Excerpt to read:
I am currently using rclone to pull and backup my Google Photos account to my personal server through Google Drive. All of my media pulled using rclone retains the GPS data (lat/lon/alt).

Two thoughts.

  1. I would rather use my own script (or some other program) to sync my Google Photos account. Would it be easy for timeliner to import from a local folder?
  2. I am not familiar with the Google Photos API, but location data is pretty important (especially if you don't have Location History). It seems alternative methods to import photos with the location data would be of high importance.

I think that would be better suited for a Google Drive data source (but it would have to work somewhat generically, not just photos).

Importing from a local file (or folder) is also a possibility, as other data sources support this (and some require it).

Data segment:
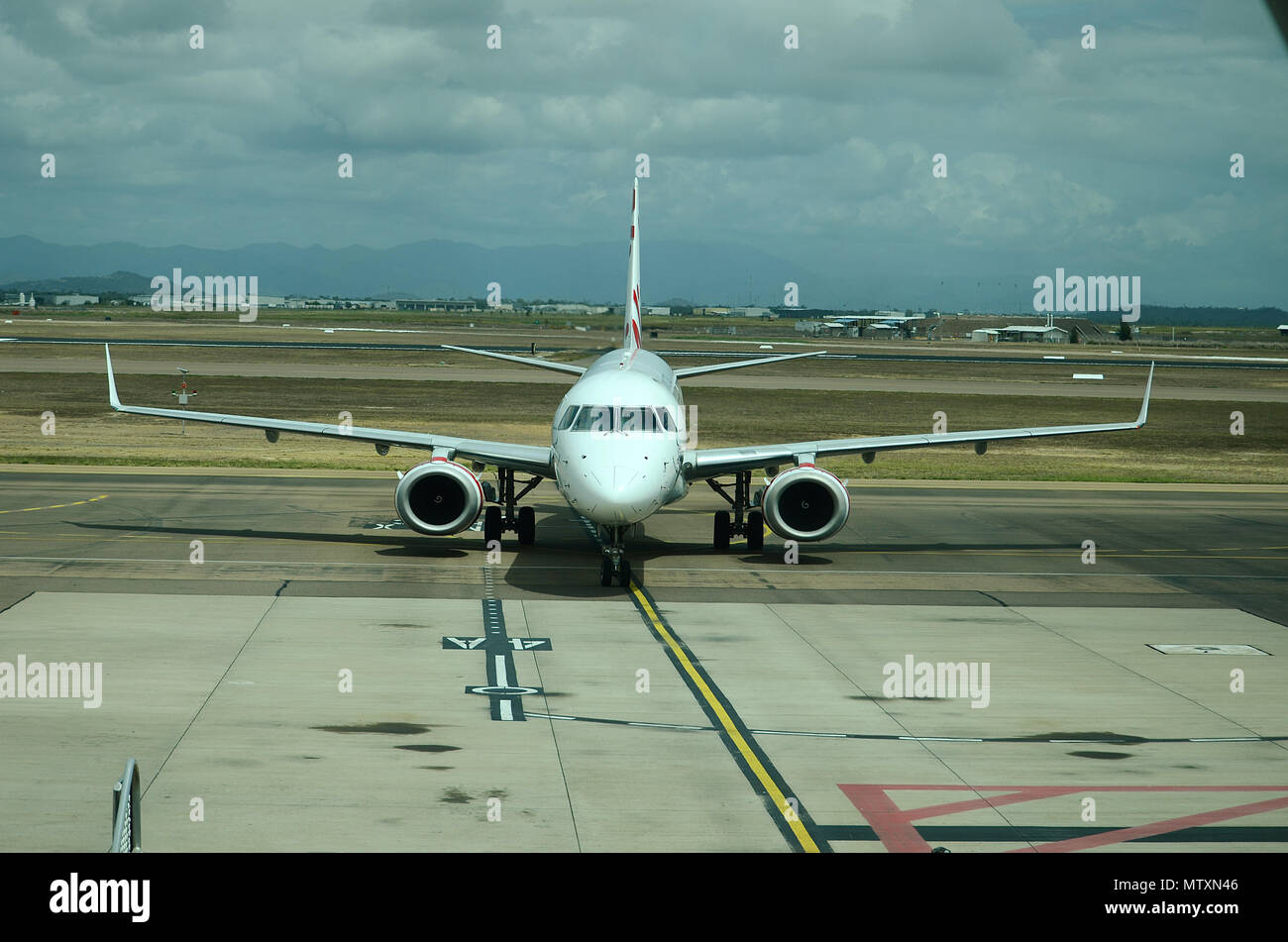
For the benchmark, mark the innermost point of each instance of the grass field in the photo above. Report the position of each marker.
(1185, 440)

To do:
- 1) Translate this sentence from the Google Photos backup excerpt into Spanish: "All of my media pulled using rclone retains the GPS data (lat/lon/alt)."
- 2) According to the Google Photos backup excerpt, which service does the writer go through to pull the Google Photos account to a personal server?

Expected responses:
- 1) Todos mis archivos multimedia descargados con rclone conservan los datos GPS (lat/lon/alt).

- 2) Google Drive.